(Dataset excerpt)

[Begin]

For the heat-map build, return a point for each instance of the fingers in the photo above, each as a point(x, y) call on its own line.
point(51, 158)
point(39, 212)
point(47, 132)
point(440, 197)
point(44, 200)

[End]

• [EXERCISE DETAILS]: Rewrite the material above with "fingers" switched to "hands", keeping every other part of it the same.

• [EXERCISE RESPONSE]:
For the heat-map build, return a point for each instance of the hands in the photo above, each as a point(x, y) call on its own line.
point(51, 158)
point(39, 212)
point(47, 132)
point(440, 197)
point(44, 200)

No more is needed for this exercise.